> _Stored records_
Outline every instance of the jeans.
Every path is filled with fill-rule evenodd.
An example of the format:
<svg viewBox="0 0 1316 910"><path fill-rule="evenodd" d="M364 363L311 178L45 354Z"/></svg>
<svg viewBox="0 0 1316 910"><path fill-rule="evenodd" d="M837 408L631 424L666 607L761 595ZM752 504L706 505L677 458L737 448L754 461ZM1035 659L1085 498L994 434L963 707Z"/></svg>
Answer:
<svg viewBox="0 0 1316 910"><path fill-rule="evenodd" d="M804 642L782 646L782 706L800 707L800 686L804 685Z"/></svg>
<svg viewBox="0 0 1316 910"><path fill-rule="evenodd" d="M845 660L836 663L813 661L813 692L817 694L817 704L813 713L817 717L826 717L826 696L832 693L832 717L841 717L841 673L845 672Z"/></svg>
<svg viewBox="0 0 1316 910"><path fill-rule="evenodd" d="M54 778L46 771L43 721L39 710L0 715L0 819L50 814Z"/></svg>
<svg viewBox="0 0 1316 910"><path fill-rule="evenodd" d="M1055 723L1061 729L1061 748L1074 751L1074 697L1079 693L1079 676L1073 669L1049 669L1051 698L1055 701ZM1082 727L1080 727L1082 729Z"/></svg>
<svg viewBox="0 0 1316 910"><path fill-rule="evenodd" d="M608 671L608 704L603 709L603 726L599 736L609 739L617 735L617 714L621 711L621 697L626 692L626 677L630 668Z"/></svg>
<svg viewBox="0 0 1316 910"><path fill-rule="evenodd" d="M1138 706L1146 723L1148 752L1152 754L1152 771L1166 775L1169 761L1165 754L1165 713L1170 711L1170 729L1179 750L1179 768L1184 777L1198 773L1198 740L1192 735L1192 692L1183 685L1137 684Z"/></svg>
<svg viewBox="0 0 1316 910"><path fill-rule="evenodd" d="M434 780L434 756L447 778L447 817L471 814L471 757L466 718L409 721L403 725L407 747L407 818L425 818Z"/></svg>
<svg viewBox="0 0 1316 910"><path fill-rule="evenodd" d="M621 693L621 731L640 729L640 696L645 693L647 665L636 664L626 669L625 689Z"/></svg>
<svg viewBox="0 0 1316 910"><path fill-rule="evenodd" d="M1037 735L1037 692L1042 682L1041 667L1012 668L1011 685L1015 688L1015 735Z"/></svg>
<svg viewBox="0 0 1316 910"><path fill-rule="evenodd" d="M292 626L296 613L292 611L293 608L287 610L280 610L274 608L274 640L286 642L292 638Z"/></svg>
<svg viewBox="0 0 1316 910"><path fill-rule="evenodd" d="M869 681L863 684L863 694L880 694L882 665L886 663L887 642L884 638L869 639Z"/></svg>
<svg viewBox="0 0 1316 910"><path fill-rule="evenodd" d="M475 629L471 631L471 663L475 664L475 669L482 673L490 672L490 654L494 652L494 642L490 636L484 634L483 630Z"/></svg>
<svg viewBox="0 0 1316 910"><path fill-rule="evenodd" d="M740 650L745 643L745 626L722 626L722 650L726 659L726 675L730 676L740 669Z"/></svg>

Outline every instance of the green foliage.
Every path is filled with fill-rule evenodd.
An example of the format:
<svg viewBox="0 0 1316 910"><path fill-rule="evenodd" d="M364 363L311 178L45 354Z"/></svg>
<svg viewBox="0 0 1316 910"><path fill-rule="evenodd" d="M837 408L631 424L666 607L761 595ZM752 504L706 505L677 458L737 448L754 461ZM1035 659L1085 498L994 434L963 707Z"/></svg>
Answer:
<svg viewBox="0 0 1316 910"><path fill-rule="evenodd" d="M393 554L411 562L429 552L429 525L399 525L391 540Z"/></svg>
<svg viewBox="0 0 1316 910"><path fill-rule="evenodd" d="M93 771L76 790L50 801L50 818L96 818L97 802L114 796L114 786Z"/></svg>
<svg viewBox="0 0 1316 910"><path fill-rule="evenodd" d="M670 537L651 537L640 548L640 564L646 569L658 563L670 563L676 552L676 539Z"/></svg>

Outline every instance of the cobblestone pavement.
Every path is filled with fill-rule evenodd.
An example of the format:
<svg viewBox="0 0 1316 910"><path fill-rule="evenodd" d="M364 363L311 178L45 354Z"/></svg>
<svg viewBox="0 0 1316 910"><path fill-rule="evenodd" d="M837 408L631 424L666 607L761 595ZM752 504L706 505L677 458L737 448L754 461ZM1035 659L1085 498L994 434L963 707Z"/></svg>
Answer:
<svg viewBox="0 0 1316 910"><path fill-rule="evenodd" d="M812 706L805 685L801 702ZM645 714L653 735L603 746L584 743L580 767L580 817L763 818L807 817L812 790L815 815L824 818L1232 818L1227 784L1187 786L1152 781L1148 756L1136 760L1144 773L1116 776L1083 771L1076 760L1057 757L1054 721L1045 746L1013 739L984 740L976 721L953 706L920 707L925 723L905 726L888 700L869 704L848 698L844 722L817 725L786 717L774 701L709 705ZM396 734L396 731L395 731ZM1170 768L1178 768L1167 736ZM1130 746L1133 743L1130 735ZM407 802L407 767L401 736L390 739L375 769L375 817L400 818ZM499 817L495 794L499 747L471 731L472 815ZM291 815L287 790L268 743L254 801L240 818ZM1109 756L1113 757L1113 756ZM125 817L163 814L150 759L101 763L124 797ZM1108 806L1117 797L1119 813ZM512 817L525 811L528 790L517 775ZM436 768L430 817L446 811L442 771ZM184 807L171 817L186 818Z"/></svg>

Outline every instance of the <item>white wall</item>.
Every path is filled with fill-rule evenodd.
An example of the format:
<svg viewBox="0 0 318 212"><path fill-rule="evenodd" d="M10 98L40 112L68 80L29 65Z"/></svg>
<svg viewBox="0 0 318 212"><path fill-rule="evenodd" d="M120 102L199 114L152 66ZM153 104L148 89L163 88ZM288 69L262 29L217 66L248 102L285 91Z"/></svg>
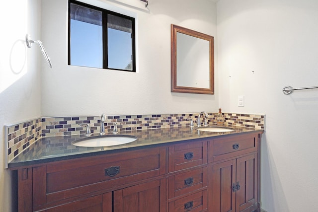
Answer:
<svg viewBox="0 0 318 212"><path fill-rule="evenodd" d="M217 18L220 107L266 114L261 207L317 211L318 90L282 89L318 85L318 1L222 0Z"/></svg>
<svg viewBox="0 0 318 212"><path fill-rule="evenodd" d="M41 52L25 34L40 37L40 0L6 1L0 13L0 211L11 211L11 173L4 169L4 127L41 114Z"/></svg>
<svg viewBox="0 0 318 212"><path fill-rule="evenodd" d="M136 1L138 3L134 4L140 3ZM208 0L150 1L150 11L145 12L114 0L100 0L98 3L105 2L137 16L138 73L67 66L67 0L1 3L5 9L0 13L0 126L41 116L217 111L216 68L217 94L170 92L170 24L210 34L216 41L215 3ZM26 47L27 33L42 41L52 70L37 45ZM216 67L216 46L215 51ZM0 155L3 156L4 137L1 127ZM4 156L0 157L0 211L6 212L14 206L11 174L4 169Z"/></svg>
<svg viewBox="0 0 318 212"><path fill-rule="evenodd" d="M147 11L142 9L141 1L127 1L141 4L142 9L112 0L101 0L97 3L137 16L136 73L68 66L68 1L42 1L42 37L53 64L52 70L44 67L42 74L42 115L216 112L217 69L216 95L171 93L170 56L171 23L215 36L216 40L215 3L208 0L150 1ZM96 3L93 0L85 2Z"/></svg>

> _Problem description_
Recast the listing above as a two-column CSV with the headers "instruction" and "response". Give one row for each request in the listing, with its full text in one quoted field and its answer in the other, line breaks turned into spaces and the pictures left out.

> _Task result_
instruction,response
"Outline every instance of the jeans. Every path is filled with fill-rule evenodd. An example of the format: <svg viewBox=""0 0 1316 910""><path fill-rule=""evenodd"" d=""M364 363L311 178L45 354Z""/></svg> <svg viewBox=""0 0 1316 910""><path fill-rule=""evenodd"" d=""M837 408L631 424L666 607L761 595ZM752 504L706 505L677 458L737 448L754 461ZM1035 659L1085 498L994 434L963 707Z""/></svg> Answer:","<svg viewBox=""0 0 1316 910""><path fill-rule=""evenodd"" d=""M804 642L782 646L782 706L800 707L800 686L804 685Z""/></svg> <svg viewBox=""0 0 1316 910""><path fill-rule=""evenodd"" d=""M845 660L836 663L813 661L813 692L817 694L817 704L813 713L817 717L826 717L826 696L832 693L832 717L841 717L841 673L845 672Z""/></svg> <svg viewBox=""0 0 1316 910""><path fill-rule=""evenodd"" d=""M54 778L46 771L43 721L39 710L0 715L0 819L50 814Z""/></svg> <svg viewBox=""0 0 1316 910""><path fill-rule=""evenodd"" d=""M1055 723L1061 729L1061 748L1074 751L1074 697L1079 693L1079 676L1073 669L1049 669L1051 698L1055 701ZM1082 727L1080 727L1082 729Z""/></svg> <svg viewBox=""0 0 1316 910""><path fill-rule=""evenodd"" d=""M608 671L608 704L603 709L603 726L599 736L609 739L617 735L617 714L621 711L621 697L626 692L626 677L630 668Z""/></svg> <svg viewBox=""0 0 1316 910""><path fill-rule=""evenodd"" d=""M1138 706L1146 723L1148 752L1152 754L1152 771L1166 775L1169 761L1165 754L1165 713L1170 711L1170 729L1179 750L1179 768L1184 777L1198 773L1198 740L1192 735L1192 692L1183 685L1137 684Z""/></svg> <svg viewBox=""0 0 1316 910""><path fill-rule=""evenodd"" d=""M434 780L434 756L447 778L447 817L471 814L471 757L466 718L409 721L403 725L407 747L407 818L425 818Z""/></svg> <svg viewBox=""0 0 1316 910""><path fill-rule=""evenodd"" d=""M621 693L621 731L640 729L640 696L645 693L647 665L636 664L626 669L625 689Z""/></svg> <svg viewBox=""0 0 1316 910""><path fill-rule=""evenodd"" d=""M1037 735L1037 692L1042 682L1041 667L1012 668L1011 685L1015 688L1015 735Z""/></svg> <svg viewBox=""0 0 1316 910""><path fill-rule=""evenodd"" d=""M292 626L296 613L292 611L293 608L287 610L280 610L274 608L274 640L286 642L292 638Z""/></svg> <svg viewBox=""0 0 1316 910""><path fill-rule=""evenodd"" d=""M869 681L863 684L863 694L880 694L882 665L886 663L887 642L884 638L869 639Z""/></svg> <svg viewBox=""0 0 1316 910""><path fill-rule=""evenodd"" d=""M475 629L471 631L471 663L475 664L475 669L482 673L490 672L490 654L494 652L494 642L490 636L484 634L483 630Z""/></svg> <svg viewBox=""0 0 1316 910""><path fill-rule=""evenodd"" d=""M740 650L745 643L745 626L722 626L722 650L726 659L726 675L730 676L740 669Z""/></svg>"
"Outline every instance of the green foliage. Every path is filled with fill-rule evenodd. An example of the format: <svg viewBox=""0 0 1316 910""><path fill-rule=""evenodd"" d=""M364 363L311 178L45 354Z""/></svg> <svg viewBox=""0 0 1316 910""><path fill-rule=""evenodd"" d=""M837 408L631 424L666 607L761 595ZM752 504L706 505L677 458L737 448L754 461ZM1035 659L1085 498L994 434L963 707Z""/></svg> Answer:","<svg viewBox=""0 0 1316 910""><path fill-rule=""evenodd"" d=""M393 554L411 562L429 552L429 525L399 525L391 540Z""/></svg> <svg viewBox=""0 0 1316 910""><path fill-rule=""evenodd"" d=""M93 771L76 790L50 801L50 818L96 818L97 802L114 796L114 786Z""/></svg> <svg viewBox=""0 0 1316 910""><path fill-rule=""evenodd"" d=""M670 537L651 537L640 548L640 564L646 569L658 563L670 563L676 552L676 539Z""/></svg>"
"Outline every instance of the cobblestone pavement. Every path is filled with fill-rule evenodd. An example of the format: <svg viewBox=""0 0 1316 910""><path fill-rule=""evenodd"" d=""M364 363L311 178L45 354Z""/></svg> <svg viewBox=""0 0 1316 910""><path fill-rule=""evenodd"" d=""M837 408L631 424L666 607L761 595ZM752 504L706 505L677 458L737 448L754 461ZM1035 659L1085 498L994 434L963 707Z""/></svg> Answer:","<svg viewBox=""0 0 1316 910""><path fill-rule=""evenodd"" d=""M812 706L805 685L801 702ZM645 714L653 735L603 746L584 743L580 767L580 817L763 818L807 817L812 790L815 815L824 818L1232 818L1227 784L1187 786L1152 781L1148 756L1136 760L1144 773L1116 776L1083 771L1076 760L1057 757L1054 721L1045 746L1013 739L984 740L976 721L953 706L920 707L925 723L905 726L888 700L869 704L848 698L844 722L817 725L786 717L774 701L709 705ZM396 734L396 731L395 731ZM1170 768L1178 768L1167 736ZM1130 746L1133 743L1130 735ZM407 802L407 767L401 736L390 739L375 769L375 817L400 818ZM499 817L495 794L499 747L471 731L472 815ZM291 815L287 790L268 743L254 801L240 818ZM1109 756L1113 757L1113 756ZM125 817L163 814L150 759L101 763L124 797ZM1108 806L1117 797L1119 813ZM512 817L525 811L528 790L517 775ZM436 768L430 817L446 811L442 771ZM184 807L171 817L186 818Z""/></svg>"
"Outline every instance of the <item>white wall</item>. Every path is filled with fill-rule evenodd. An example of the format: <svg viewBox=""0 0 318 212""><path fill-rule=""evenodd"" d=""M10 98L40 112L68 80L29 65Z""/></svg> <svg viewBox=""0 0 318 212""><path fill-rule=""evenodd"" d=""M120 102L199 114L152 66ZM153 104L148 89L163 88ZM288 69L262 29L217 66L248 102L285 91Z""/></svg> Answer:","<svg viewBox=""0 0 318 212""><path fill-rule=""evenodd"" d=""M217 18L220 107L266 114L261 207L317 211L318 90L282 89L318 85L318 1L222 0Z""/></svg> <svg viewBox=""0 0 318 212""><path fill-rule=""evenodd"" d=""M41 52L25 34L40 37L40 0L6 1L0 13L0 211L11 211L11 173L4 169L4 127L41 114Z""/></svg> <svg viewBox=""0 0 318 212""><path fill-rule=""evenodd"" d=""M136 1L138 3L134 4L140 3ZM208 0L150 1L150 11L145 12L114 0L100 0L98 3L105 2L137 16L138 73L67 66L67 0L1 3L5 9L0 13L0 126L41 116L217 111L216 68L217 94L170 92L170 24L210 34L216 41L215 3ZM26 47L27 33L42 41L52 70L37 45ZM216 67L216 46L215 51ZM0 155L3 156L4 137L1 127ZM4 156L0 157L0 211L6 212L14 206L11 174L4 169Z""/></svg> <svg viewBox=""0 0 318 212""><path fill-rule=""evenodd"" d=""M147 11L142 9L141 1L127 1L141 4L142 9L112 0L101 0L97 3L137 16L136 73L68 66L68 1L42 1L42 37L53 64L52 70L44 67L42 74L42 115L216 112L217 69L216 95L171 93L170 56L171 23L215 36L216 40L215 3L208 0L150 1ZM96 3L93 0L85 2Z""/></svg>"